▸ Directions
From the article on the gold/silver ratio, return verbatim the passage starting with "It may take" and going on through "time in history.".

▸ Given text
↓

Is the Extreme High in the Gold to Silver Ratio Setting Up For an Extreme Reversal?

There are a few times in an investor’s life where, as Jim Rogers once put it, you see a pile of money sitting in a corner and you can go pick it up. In other words, an investment opportunity that’s not just obvious, but has a high reward-to-risk ratio.

It may not have been expected by many investors, but the gold/silver ratio (gold price divided by the silver price) has stretched to never-before-seen levels. It’s soared to not just a generational high, but a historic high. As in 5,000 years of history.

Does this extreme reading suggest there is a pile of money sitting in a corner that we can go pick up? At a minimum it suggests a highly compelling investment opportunity.

Let’s take a look at the ratio and see what message it might be sending…

Three Centuries of the Gold/Silver Ratio

To put the current gold/silver ratio into perspective, it’s useful to look at its long-term history. That can tell us where we sit today.

In various periods throughout history gold and silver prices have been fixed. Sometimes one or the other, sometimes both, occasionally neither. But this picture of the past 333 years puts a glaring spotlight on the extreme ratio we have today.


In all of recorded history, the gold/silver ratio has never registered a reading this high. The recent high of 123.5 was recorded on March 17, but it still remains highly elevated in historical context.

Let’s zoom in on the past few decades for a closer look. The following chart shows the modern day high and low, along with the current reading.


The prior record high was 100.8 in 1991. The new high is now 22.5% above that all-time high. In contrast, you can see that in 1980 it bottomed at 14.

The gold price has climbed in response to Covid-19 headlines, while silver has not. Gold ended the first quarter of 2020 up 5.6%, while silver fell 22.8%. In fact, it was silver’s worst quarter since 2013.

Perhaps this is not surprising: investors rushed to gold as fears of the black swan event spread, but since that event was deflationary they didn’t turn to silver. As much as 88% of silver is used in non-monetary applications—jewelry, industrial, silverware, religious objects, etc., implying demand would fall for those items in an economic pullback.

It may take inflation to reverse silver’s lagging performance and begin to outperform gold (and thus push the ratio down), or perhaps some other monetary event, but what we do know is that if the ratio did not reverse it would be the first time in history.

↑

▸ Material shown
↓

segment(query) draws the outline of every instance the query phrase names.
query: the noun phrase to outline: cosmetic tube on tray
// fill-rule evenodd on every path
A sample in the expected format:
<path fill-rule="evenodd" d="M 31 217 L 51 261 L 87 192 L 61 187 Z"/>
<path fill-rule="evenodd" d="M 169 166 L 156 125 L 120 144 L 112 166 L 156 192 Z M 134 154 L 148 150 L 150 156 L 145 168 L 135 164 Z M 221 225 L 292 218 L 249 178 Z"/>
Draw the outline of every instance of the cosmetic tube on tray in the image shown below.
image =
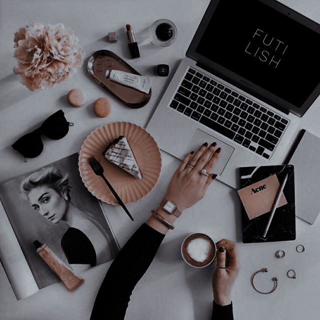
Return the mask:
<path fill-rule="evenodd" d="M 130 86 L 145 94 L 150 92 L 152 80 L 142 76 L 120 70 L 107 70 L 106 78 L 110 78 L 111 81 Z"/>
<path fill-rule="evenodd" d="M 36 252 L 46 262 L 50 268 L 59 277 L 69 291 L 74 291 L 84 281 L 74 273 L 46 244 L 42 244 L 38 240 L 34 242 Z"/>

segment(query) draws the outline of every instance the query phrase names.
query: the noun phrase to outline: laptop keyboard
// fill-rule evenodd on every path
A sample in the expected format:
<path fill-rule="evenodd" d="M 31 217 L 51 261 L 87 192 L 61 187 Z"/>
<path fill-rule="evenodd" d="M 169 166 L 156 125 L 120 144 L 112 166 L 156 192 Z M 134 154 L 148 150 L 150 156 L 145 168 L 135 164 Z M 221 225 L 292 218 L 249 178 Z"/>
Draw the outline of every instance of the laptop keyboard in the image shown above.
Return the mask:
<path fill-rule="evenodd" d="M 266 159 L 290 122 L 192 68 L 169 106 Z"/>

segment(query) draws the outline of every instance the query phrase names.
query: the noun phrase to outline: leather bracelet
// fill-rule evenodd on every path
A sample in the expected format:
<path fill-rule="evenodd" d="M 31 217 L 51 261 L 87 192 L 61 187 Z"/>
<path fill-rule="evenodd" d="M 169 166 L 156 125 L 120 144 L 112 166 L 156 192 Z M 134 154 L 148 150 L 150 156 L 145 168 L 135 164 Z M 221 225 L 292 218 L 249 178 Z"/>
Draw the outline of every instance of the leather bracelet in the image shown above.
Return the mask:
<path fill-rule="evenodd" d="M 154 209 L 151 210 L 151 213 L 159 222 L 161 222 L 164 226 L 168 228 L 168 229 L 173 230 L 174 228 L 174 226 L 172 224 L 167 221 L 162 216 L 160 216 Z"/>

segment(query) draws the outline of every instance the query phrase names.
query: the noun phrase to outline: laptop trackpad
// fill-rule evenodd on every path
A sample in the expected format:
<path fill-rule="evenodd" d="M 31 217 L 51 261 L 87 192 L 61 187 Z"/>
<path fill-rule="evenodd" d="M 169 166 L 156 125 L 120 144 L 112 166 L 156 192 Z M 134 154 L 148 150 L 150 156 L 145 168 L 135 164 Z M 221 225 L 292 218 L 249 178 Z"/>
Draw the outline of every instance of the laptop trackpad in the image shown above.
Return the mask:
<path fill-rule="evenodd" d="M 217 146 L 220 146 L 222 149 L 219 160 L 216 164 L 214 170 L 214 173 L 220 176 L 222 174 L 229 159 L 231 158 L 234 150 L 234 148 L 221 141 L 214 137 L 214 136 L 211 136 L 200 129 L 197 129 L 186 148 L 186 154 L 192 150 L 196 152 L 200 146 L 205 142 L 208 142 L 210 144 L 214 142 L 216 142 Z"/>

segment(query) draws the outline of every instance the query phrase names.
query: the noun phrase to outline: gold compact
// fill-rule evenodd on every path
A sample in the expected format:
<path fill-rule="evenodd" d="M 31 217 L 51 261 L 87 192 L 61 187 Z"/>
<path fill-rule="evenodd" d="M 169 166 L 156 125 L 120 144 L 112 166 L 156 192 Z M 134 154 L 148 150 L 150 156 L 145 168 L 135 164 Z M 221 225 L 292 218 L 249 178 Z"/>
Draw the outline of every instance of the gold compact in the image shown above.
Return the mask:
<path fill-rule="evenodd" d="M 148 94 L 145 94 L 112 82 L 106 78 L 107 70 L 120 70 L 140 76 L 132 66 L 111 51 L 96 51 L 89 58 L 88 68 L 89 74 L 96 82 L 129 108 L 134 109 L 140 108 L 146 106 L 150 100 L 151 90 Z"/>

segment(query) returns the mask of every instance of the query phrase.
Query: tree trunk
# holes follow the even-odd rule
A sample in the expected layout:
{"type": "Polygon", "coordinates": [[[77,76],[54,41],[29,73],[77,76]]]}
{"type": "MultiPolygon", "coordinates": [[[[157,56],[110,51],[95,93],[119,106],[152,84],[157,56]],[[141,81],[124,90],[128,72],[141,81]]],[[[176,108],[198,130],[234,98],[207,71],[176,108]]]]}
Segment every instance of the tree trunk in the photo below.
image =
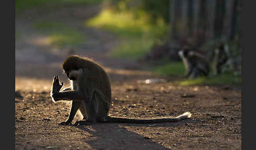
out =
{"type": "Polygon", "coordinates": [[[175,0],[170,0],[170,26],[171,26],[171,40],[174,40],[176,34],[175,27],[175,0]]]}
{"type": "MultiPolygon", "coordinates": [[[[233,1],[233,0],[231,0],[233,1]]],[[[214,20],[216,1],[206,0],[206,34],[209,39],[214,38],[214,20]]]]}
{"type": "Polygon", "coordinates": [[[229,40],[231,36],[231,24],[233,15],[233,7],[234,0],[225,1],[225,14],[224,16],[223,34],[225,38],[229,40]]]}
{"type": "Polygon", "coordinates": [[[186,37],[188,35],[188,11],[189,0],[180,0],[182,2],[182,16],[181,16],[181,35],[182,36],[186,37]]]}
{"type": "Polygon", "coordinates": [[[195,35],[198,33],[199,27],[199,17],[200,12],[200,0],[194,0],[193,3],[193,33],[195,35]]]}

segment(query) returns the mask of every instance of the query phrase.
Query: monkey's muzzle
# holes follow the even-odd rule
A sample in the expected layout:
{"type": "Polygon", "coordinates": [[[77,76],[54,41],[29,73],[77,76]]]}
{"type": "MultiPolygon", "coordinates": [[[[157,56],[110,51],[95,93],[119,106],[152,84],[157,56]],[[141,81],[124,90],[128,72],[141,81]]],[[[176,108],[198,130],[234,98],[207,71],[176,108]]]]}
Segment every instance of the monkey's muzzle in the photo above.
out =
{"type": "Polygon", "coordinates": [[[76,79],[75,79],[75,77],[71,77],[70,78],[69,78],[70,80],[75,80],[76,79]]]}

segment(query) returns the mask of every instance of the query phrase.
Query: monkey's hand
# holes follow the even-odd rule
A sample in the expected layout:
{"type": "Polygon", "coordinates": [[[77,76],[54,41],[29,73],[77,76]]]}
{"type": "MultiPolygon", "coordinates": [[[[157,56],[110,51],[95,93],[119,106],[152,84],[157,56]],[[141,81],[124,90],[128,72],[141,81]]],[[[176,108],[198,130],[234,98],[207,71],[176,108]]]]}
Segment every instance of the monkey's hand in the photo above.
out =
{"type": "Polygon", "coordinates": [[[60,84],[60,80],[58,80],[58,76],[54,77],[53,82],[53,87],[52,89],[52,93],[53,94],[54,93],[60,92],[62,87],[63,87],[64,83],[62,82],[61,84],[60,84]]]}
{"type": "Polygon", "coordinates": [[[66,121],[61,122],[58,123],[59,125],[72,125],[72,121],[70,121],[69,120],[67,120],[66,121]]]}

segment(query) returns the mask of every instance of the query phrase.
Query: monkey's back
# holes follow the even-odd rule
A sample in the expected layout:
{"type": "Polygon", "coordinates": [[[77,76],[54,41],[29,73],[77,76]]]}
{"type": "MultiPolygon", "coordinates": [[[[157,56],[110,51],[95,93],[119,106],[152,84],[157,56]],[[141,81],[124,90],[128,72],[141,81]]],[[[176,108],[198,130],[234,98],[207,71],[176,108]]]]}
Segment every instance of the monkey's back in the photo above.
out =
{"type": "Polygon", "coordinates": [[[88,78],[93,83],[94,88],[100,90],[104,94],[105,100],[110,103],[111,100],[111,87],[109,76],[99,63],[88,58],[84,58],[88,63],[88,78]]]}

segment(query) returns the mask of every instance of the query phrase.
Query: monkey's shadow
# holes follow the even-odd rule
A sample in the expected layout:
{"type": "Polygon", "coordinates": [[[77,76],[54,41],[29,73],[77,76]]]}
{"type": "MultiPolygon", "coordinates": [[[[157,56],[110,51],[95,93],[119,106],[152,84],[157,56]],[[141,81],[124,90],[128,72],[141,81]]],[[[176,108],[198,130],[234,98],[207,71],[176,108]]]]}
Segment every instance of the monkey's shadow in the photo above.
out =
{"type": "MultiPolygon", "coordinates": [[[[150,126],[148,124],[102,123],[76,127],[90,134],[90,137],[94,137],[92,140],[85,139],[84,142],[96,149],[170,149],[162,145],[161,143],[158,143],[160,141],[153,141],[151,138],[153,135],[150,132],[143,131],[142,134],[146,135],[143,136],[129,131],[130,128],[127,129],[125,126],[131,127],[131,128],[133,130],[137,130],[140,127],[175,127],[184,125],[186,123],[191,121],[193,122],[189,119],[182,121],[182,123],[156,123],[155,126],[150,126]]],[[[144,130],[145,128],[142,131],[144,130]]],[[[172,132],[175,134],[175,131],[172,132]]],[[[169,144],[173,145],[174,143],[169,144]]]]}

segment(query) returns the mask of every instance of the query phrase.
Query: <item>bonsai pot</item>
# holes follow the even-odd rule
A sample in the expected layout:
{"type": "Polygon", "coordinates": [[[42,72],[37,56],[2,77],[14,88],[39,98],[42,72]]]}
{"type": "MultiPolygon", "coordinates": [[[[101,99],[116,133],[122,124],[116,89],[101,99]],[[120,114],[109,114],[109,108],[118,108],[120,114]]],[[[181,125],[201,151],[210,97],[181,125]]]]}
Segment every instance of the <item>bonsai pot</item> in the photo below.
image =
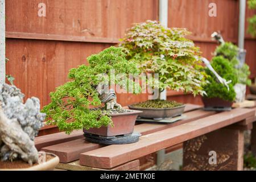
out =
{"type": "Polygon", "coordinates": [[[221,98],[214,97],[202,97],[205,107],[231,107],[233,102],[224,100],[221,98]]]}
{"type": "Polygon", "coordinates": [[[98,129],[84,129],[84,133],[106,137],[130,134],[133,133],[136,118],[142,113],[142,111],[133,110],[124,113],[112,114],[110,116],[114,124],[113,127],[109,125],[98,129]]]}
{"type": "Polygon", "coordinates": [[[249,86],[250,92],[252,94],[256,94],[256,84],[249,86]]]}
{"type": "Polygon", "coordinates": [[[180,115],[183,113],[185,105],[172,108],[141,108],[136,107],[133,105],[128,106],[129,109],[143,111],[139,114],[139,117],[143,118],[153,118],[160,119],[163,118],[172,118],[180,115]]]}
{"type": "Polygon", "coordinates": [[[21,160],[18,161],[1,162],[0,171],[52,171],[59,164],[60,159],[56,155],[46,152],[46,161],[32,166],[21,160]]]}

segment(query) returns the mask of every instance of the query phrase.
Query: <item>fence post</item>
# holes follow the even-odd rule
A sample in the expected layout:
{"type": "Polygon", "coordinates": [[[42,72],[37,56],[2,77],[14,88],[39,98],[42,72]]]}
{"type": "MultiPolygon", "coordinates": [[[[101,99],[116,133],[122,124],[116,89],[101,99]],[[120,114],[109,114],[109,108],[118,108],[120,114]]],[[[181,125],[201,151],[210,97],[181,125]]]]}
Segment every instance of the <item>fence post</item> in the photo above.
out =
{"type": "Polygon", "coordinates": [[[5,81],[5,5],[0,0],[0,84],[5,81]]]}

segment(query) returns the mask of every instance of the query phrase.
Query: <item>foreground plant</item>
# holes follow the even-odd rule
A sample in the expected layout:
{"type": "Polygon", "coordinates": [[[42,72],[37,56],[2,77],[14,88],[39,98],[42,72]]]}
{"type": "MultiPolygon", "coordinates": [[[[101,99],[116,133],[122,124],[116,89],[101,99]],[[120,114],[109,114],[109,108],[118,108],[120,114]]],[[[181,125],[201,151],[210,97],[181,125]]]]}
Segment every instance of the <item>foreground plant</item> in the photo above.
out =
{"type": "Polygon", "coordinates": [[[139,91],[139,85],[129,79],[127,75],[139,73],[139,71],[135,64],[126,60],[126,56],[122,48],[111,47],[88,57],[89,66],[82,65],[71,69],[68,77],[72,81],[51,93],[51,102],[42,110],[47,114],[47,123],[57,125],[60,130],[67,134],[74,130],[82,128],[87,130],[112,125],[109,112],[90,107],[102,106],[97,89],[102,82],[102,86],[104,84],[108,85],[114,84],[109,79],[112,70],[114,70],[115,74],[125,74],[125,77],[116,78],[114,83],[124,88],[132,85],[134,92],[139,91]],[[99,77],[100,74],[107,76],[99,77]]]}
{"type": "Polygon", "coordinates": [[[205,82],[199,59],[201,52],[185,38],[189,34],[184,28],[166,28],[147,20],[129,30],[119,46],[126,49],[127,59],[135,63],[142,72],[159,74],[156,86],[159,92],[169,89],[203,95],[205,82]]]}

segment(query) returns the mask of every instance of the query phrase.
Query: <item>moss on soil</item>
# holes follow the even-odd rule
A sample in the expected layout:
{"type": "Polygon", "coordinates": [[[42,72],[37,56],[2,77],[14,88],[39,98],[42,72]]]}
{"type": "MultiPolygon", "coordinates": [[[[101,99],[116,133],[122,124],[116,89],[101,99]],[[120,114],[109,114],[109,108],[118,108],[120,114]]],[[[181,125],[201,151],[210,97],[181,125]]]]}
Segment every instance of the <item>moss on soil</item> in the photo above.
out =
{"type": "Polygon", "coordinates": [[[132,106],[137,108],[148,108],[148,109],[164,109],[172,108],[183,105],[181,103],[179,103],[174,101],[165,101],[161,100],[148,100],[146,102],[135,104],[132,106]]]}

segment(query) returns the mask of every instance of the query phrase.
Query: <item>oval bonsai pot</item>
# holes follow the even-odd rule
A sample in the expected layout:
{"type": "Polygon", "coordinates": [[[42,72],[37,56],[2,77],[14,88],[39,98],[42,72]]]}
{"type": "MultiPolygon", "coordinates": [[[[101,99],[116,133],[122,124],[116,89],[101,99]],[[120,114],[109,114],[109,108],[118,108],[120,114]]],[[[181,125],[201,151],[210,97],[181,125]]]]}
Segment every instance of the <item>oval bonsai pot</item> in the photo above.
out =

↑

▸ Written response
It may take inflation to reverse silver’s lagging performance and begin to outperform gold (and thus push the ratio down), or perhaps some other monetary event, but what we do know is that if the ratio did not reverse it would be the first time in history.